__Problem statement__:
Rewrite the entries from the first line up to and including the line with "column 421, row 999", changing "Reviewer note" to "Annotator note" throughout and keeping everything else the same. Leave the pictures out of your answer.

Location annotation dataset excerpts
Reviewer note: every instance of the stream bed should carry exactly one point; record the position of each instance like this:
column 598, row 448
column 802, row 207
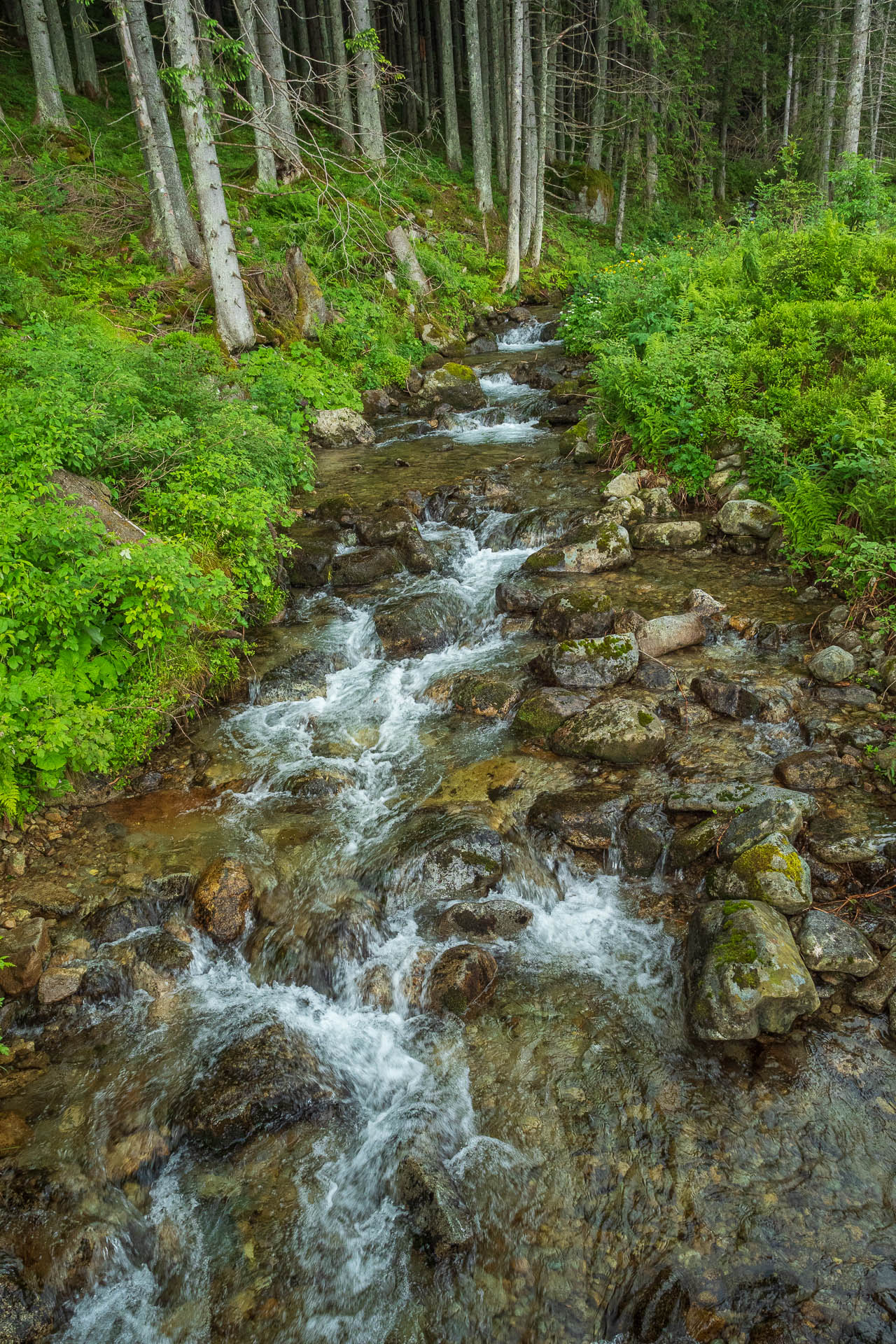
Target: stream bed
column 586, row 1170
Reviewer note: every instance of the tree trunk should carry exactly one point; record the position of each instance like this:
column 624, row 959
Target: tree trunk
column 514, row 147
column 481, row 144
column 164, row 223
column 270, row 50
column 61, row 58
column 85, row 57
column 599, row 99
column 449, row 94
column 232, row 311
column 856, row 78
column 265, row 160
column 50, row 111
column 368, row 105
column 150, row 84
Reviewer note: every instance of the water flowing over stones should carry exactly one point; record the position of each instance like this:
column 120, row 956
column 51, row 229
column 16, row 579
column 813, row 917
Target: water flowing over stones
column 421, row 999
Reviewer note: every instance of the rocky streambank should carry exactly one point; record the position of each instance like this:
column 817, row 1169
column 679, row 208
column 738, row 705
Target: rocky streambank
column 520, row 939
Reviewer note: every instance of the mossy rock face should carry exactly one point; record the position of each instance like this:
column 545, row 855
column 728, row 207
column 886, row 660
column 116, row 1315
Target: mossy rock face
column 745, row 972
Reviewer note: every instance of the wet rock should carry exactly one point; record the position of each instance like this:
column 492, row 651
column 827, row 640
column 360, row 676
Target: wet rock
column 832, row 666
column 586, row 819
column 493, row 918
column 434, row 1206
column 492, row 695
column 745, row 974
column 266, row 1082
column 302, row 679
column 657, row 505
column 723, row 695
column 770, row 872
column 747, row 518
column 222, row 899
column 589, row 664
column 574, row 616
column 453, row 385
column 644, row 839
column 461, row 980
column 624, row 733
column 363, row 566
column 830, row 944
column 734, row 796
column 814, row 771
column 666, row 634
column 590, row 549
column 666, row 537
column 750, row 827
column 136, row 1156
column 874, row 992
column 542, row 713
column 24, row 948
column 418, row 624
column 330, row 929
column 342, row 428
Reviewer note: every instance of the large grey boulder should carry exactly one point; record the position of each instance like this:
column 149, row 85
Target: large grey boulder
column 747, row 518
column 621, row 732
column 745, row 974
column 589, row 664
column 342, row 428
column 830, row 944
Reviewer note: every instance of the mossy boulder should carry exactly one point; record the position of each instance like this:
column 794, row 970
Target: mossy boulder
column 589, row 664
column 745, row 972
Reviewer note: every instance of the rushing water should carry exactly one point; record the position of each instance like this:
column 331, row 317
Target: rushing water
column 621, row 1182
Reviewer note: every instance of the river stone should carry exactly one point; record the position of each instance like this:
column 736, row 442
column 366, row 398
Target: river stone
column 304, row 678
column 586, row 819
column 814, row 771
column 342, row 428
column 747, row 828
column 495, row 918
column 453, row 385
column 363, row 566
column 745, row 974
column 418, row 624
column 222, row 899
column 657, row 504
column 621, row 732
column 666, row 537
column 543, row 711
column 832, row 666
column 589, row 664
column 830, row 944
column 266, row 1082
column 644, row 838
column 437, row 1211
column 723, row 695
column 747, row 518
column 770, row 872
column 666, row 634
column 735, row 796
column 590, row 549
column 574, row 615
column 874, row 991
column 26, row 948
column 461, row 980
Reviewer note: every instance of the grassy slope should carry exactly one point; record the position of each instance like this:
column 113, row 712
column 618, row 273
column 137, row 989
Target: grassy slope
column 111, row 369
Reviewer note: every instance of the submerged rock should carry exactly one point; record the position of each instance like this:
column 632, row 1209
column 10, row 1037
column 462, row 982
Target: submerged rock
column 461, row 980
column 830, row 944
column 745, row 974
column 222, row 899
column 266, row 1082
column 589, row 664
column 620, row 732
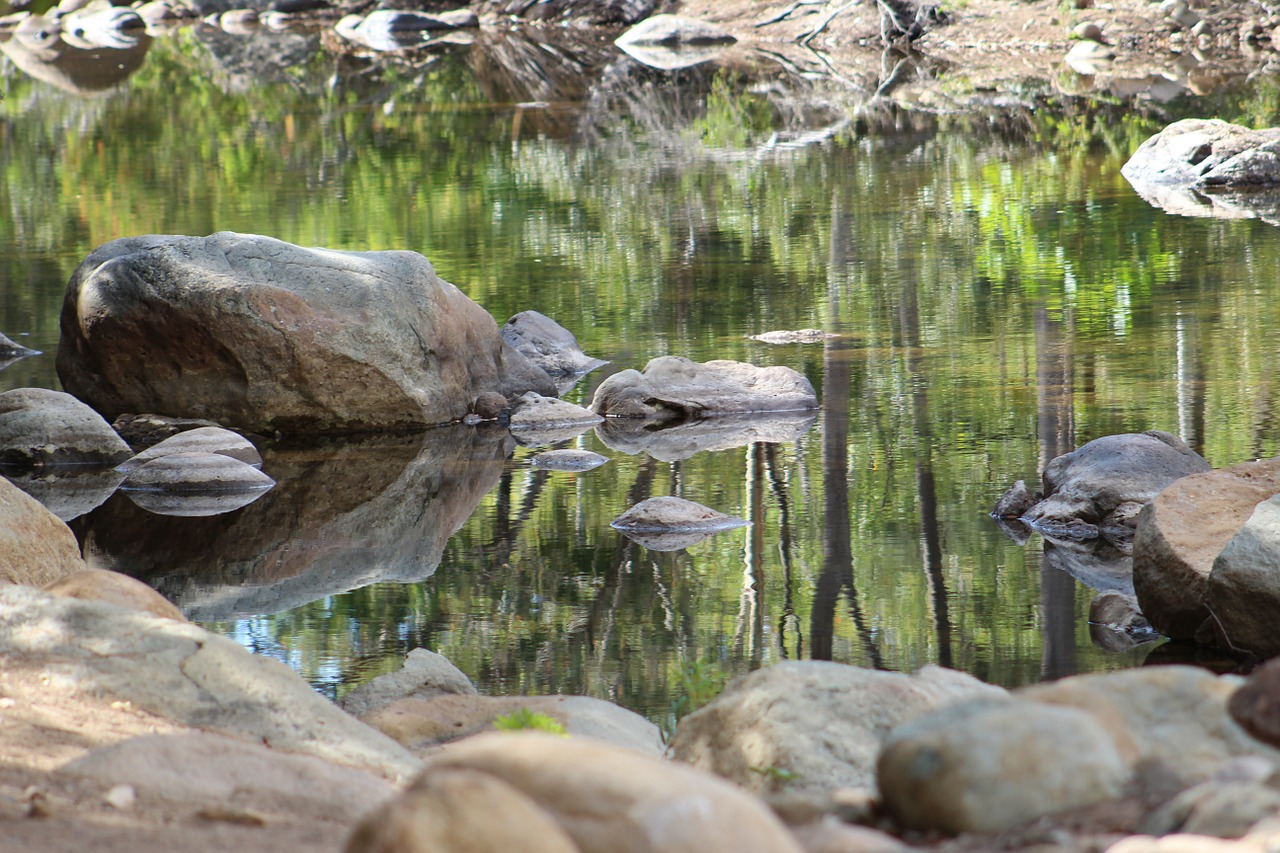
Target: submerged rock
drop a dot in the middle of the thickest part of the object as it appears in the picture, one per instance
(40, 427)
(265, 336)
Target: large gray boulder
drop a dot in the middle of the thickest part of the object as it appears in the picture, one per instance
(1098, 489)
(260, 334)
(819, 723)
(41, 428)
(1207, 153)
(186, 674)
(1182, 533)
(676, 388)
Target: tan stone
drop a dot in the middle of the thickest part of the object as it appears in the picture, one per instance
(100, 584)
(36, 547)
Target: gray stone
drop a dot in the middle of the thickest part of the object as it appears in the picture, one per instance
(425, 675)
(821, 721)
(265, 336)
(672, 387)
(188, 675)
(1182, 532)
(202, 439)
(40, 427)
(1097, 489)
(986, 766)
(1243, 591)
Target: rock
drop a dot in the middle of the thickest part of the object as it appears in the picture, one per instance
(201, 769)
(1206, 153)
(1098, 488)
(534, 413)
(425, 675)
(821, 721)
(568, 460)
(1243, 591)
(955, 770)
(612, 799)
(40, 427)
(421, 724)
(204, 439)
(188, 675)
(672, 387)
(679, 441)
(675, 30)
(548, 345)
(264, 336)
(35, 546)
(461, 810)
(1174, 717)
(122, 591)
(1182, 532)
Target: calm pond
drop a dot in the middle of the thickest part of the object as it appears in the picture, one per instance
(999, 292)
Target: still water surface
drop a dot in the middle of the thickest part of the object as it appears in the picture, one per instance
(999, 291)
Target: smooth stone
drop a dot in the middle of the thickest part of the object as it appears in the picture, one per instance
(818, 720)
(672, 387)
(114, 588)
(36, 547)
(956, 770)
(40, 427)
(425, 675)
(618, 801)
(202, 439)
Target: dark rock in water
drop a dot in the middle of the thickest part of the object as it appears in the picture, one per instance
(202, 439)
(1098, 488)
(679, 441)
(265, 336)
(568, 460)
(40, 427)
(675, 388)
(196, 473)
(548, 345)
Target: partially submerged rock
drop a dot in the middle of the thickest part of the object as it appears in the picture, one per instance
(265, 336)
(41, 427)
(673, 388)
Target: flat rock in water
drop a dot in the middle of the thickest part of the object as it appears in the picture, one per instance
(264, 336)
(568, 460)
(202, 439)
(40, 427)
(675, 388)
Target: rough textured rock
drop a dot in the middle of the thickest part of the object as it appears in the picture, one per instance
(548, 345)
(675, 30)
(36, 547)
(461, 810)
(261, 334)
(1175, 717)
(100, 584)
(425, 675)
(1098, 488)
(188, 675)
(40, 427)
(421, 724)
(202, 439)
(1182, 532)
(1207, 153)
(672, 387)
(206, 769)
(1243, 591)
(956, 770)
(822, 721)
(618, 801)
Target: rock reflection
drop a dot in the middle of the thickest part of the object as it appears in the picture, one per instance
(341, 516)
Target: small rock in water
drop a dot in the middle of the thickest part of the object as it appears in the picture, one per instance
(568, 460)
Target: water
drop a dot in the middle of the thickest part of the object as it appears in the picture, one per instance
(1000, 292)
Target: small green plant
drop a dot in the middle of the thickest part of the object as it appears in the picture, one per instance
(528, 720)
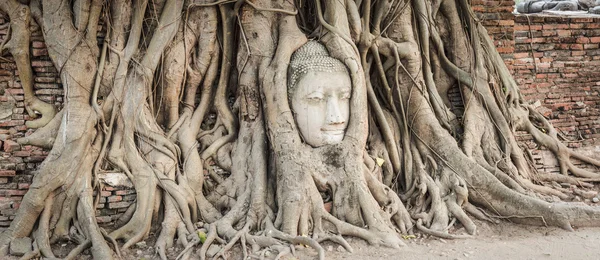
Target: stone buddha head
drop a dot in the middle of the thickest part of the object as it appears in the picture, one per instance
(319, 89)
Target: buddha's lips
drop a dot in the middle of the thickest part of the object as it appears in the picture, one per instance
(333, 131)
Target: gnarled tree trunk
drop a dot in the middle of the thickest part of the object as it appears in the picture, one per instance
(183, 87)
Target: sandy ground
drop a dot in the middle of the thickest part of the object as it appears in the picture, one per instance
(494, 241)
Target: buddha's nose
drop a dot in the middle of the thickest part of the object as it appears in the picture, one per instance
(334, 114)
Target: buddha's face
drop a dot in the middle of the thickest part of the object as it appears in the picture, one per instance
(321, 104)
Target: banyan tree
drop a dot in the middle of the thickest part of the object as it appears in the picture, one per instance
(270, 123)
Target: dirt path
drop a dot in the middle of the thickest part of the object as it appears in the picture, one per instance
(493, 241)
(502, 241)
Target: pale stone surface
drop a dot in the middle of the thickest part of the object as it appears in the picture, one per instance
(319, 90)
(321, 104)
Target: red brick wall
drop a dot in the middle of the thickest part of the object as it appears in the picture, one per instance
(557, 61)
(17, 163)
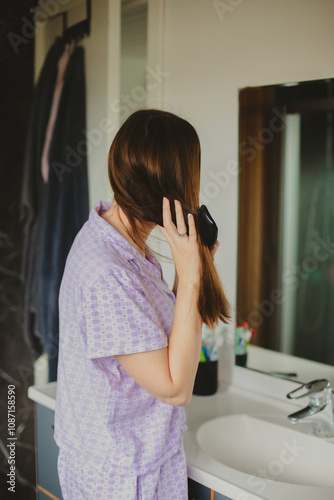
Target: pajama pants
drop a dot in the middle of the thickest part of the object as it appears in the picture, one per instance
(80, 481)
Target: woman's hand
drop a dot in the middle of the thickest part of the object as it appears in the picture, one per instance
(185, 249)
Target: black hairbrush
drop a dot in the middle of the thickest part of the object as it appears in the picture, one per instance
(206, 226)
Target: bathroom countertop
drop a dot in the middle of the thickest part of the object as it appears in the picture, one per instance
(248, 392)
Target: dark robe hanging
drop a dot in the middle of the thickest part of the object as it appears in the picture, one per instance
(53, 213)
(66, 205)
(33, 191)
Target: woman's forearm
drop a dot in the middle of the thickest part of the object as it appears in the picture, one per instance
(185, 341)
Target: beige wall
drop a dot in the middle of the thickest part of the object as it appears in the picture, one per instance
(209, 55)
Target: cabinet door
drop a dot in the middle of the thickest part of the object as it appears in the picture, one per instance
(47, 454)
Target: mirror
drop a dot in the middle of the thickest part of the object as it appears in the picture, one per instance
(285, 288)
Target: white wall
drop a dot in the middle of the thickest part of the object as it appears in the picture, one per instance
(210, 57)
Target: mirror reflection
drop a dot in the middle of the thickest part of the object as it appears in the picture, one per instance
(286, 217)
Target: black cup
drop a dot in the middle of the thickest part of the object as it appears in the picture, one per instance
(206, 381)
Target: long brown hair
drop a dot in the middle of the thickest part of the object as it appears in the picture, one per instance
(156, 154)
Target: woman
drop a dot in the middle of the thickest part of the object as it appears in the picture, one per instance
(129, 347)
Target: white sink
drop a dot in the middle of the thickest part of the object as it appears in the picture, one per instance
(266, 450)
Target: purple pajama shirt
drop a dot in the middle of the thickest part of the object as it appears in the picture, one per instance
(116, 440)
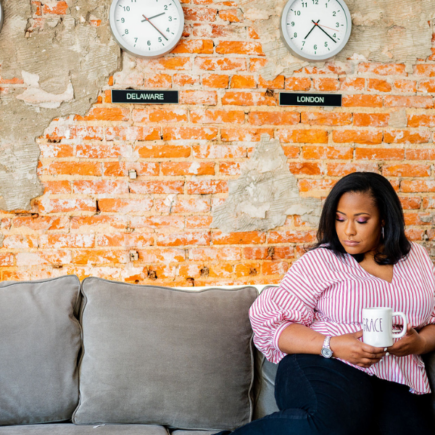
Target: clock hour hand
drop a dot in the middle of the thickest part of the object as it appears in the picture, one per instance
(318, 25)
(315, 24)
(155, 16)
(147, 19)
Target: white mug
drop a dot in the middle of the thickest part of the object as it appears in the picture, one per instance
(378, 326)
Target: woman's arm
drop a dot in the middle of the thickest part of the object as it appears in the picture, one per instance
(298, 338)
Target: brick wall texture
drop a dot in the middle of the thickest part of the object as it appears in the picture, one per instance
(92, 214)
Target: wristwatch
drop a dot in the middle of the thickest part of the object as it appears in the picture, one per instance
(326, 349)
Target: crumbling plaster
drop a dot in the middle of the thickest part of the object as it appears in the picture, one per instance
(60, 65)
(383, 31)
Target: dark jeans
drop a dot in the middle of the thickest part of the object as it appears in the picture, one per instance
(323, 396)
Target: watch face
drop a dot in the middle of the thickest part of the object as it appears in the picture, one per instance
(316, 29)
(327, 353)
(147, 28)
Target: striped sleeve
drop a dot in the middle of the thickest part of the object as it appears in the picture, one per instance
(293, 301)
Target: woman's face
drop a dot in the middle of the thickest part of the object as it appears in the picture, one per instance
(357, 223)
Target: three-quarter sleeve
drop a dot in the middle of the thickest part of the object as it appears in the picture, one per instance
(293, 301)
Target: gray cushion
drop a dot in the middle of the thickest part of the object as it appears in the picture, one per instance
(39, 345)
(179, 358)
(71, 429)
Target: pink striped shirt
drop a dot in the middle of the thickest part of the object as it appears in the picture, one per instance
(328, 293)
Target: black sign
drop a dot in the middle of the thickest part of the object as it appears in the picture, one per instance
(144, 97)
(292, 99)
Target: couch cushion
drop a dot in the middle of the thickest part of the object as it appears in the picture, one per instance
(178, 358)
(72, 429)
(39, 345)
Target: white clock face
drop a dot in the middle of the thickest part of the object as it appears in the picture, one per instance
(316, 29)
(147, 28)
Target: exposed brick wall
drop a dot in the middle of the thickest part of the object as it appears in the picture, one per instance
(92, 214)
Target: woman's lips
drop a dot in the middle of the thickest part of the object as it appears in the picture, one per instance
(350, 242)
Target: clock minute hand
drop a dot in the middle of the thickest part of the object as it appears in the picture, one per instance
(315, 24)
(147, 19)
(327, 34)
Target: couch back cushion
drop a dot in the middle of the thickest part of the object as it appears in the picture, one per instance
(156, 355)
(39, 346)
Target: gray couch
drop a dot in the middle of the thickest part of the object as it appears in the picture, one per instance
(106, 357)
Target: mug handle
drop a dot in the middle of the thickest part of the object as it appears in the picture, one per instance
(405, 325)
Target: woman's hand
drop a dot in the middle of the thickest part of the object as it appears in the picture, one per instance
(348, 347)
(411, 344)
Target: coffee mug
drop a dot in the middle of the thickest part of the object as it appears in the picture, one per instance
(378, 326)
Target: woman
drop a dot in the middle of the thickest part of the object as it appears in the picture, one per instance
(362, 259)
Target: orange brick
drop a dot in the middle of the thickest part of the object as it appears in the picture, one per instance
(371, 119)
(305, 168)
(406, 136)
(323, 153)
(241, 238)
(191, 133)
(411, 202)
(242, 134)
(205, 187)
(239, 47)
(292, 236)
(326, 84)
(105, 114)
(425, 70)
(88, 187)
(208, 98)
(274, 118)
(277, 83)
(74, 168)
(158, 187)
(219, 64)
(215, 81)
(198, 46)
(242, 82)
(419, 102)
(297, 84)
(379, 153)
(357, 136)
(342, 169)
(54, 205)
(231, 15)
(58, 8)
(326, 118)
(125, 240)
(406, 170)
(124, 205)
(185, 80)
(303, 136)
(405, 85)
(163, 151)
(362, 101)
(188, 168)
(378, 85)
(200, 14)
(204, 116)
(352, 84)
(184, 239)
(248, 99)
(413, 186)
(219, 152)
(120, 169)
(382, 69)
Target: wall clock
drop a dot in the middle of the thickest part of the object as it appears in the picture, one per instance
(316, 29)
(147, 28)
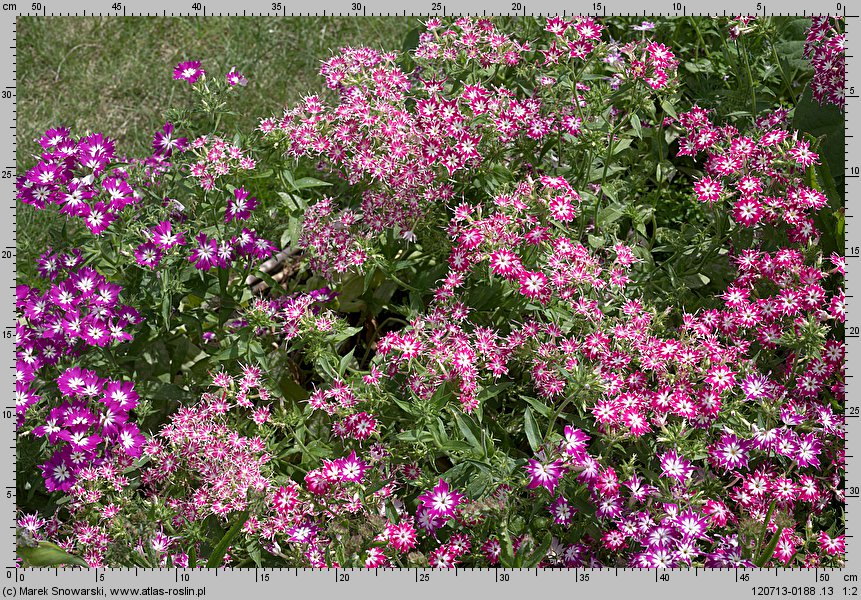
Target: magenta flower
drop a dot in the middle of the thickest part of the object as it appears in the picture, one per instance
(675, 466)
(189, 71)
(130, 439)
(148, 255)
(731, 452)
(59, 472)
(544, 474)
(165, 237)
(352, 468)
(441, 500)
(708, 189)
(240, 206)
(234, 78)
(205, 255)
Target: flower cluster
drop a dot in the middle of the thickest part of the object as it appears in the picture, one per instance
(214, 157)
(825, 47)
(80, 309)
(78, 175)
(762, 173)
(90, 425)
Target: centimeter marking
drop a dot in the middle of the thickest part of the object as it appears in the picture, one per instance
(800, 581)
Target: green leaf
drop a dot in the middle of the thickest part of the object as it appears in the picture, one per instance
(304, 183)
(638, 128)
(464, 423)
(531, 429)
(217, 556)
(536, 556)
(46, 554)
(768, 551)
(821, 121)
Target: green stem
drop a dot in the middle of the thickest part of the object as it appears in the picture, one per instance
(786, 83)
(750, 81)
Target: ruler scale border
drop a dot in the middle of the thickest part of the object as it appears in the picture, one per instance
(384, 583)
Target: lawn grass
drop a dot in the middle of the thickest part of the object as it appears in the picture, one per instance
(114, 75)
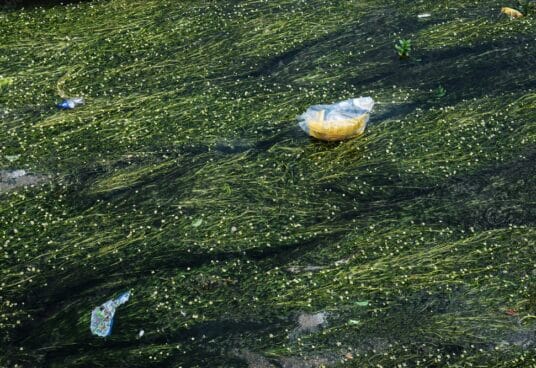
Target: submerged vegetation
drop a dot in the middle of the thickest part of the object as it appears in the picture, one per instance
(403, 48)
(186, 180)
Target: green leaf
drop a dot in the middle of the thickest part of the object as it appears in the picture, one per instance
(197, 223)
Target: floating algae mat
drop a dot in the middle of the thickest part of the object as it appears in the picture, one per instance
(186, 178)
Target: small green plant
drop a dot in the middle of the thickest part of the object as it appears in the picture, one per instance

__Solution for this exercise__:
Annotator note: every instance of the stream bed should carry exactly one point; record the position of each instance like this:
column 598, row 448
column 802, row 207
Target: stream bed
column 586, row 1170
Annotator note: every instance of the tree trunk should carry exactly one point; record the position of each instance like this:
column 624, row 959
Target: tree trunk
column 514, row 147
column 481, row 144
column 164, row 223
column 270, row 50
column 61, row 58
column 85, row 57
column 599, row 99
column 449, row 94
column 232, row 311
column 856, row 78
column 265, row 160
column 50, row 111
column 368, row 105
column 150, row 84
Annotator note: every instance of the water flowing over stones should carry exactly one point; record the position of each instance like this:
column 120, row 956
column 51, row 229
column 16, row 579
column 813, row 917
Target: water flowing over stones
column 421, row 999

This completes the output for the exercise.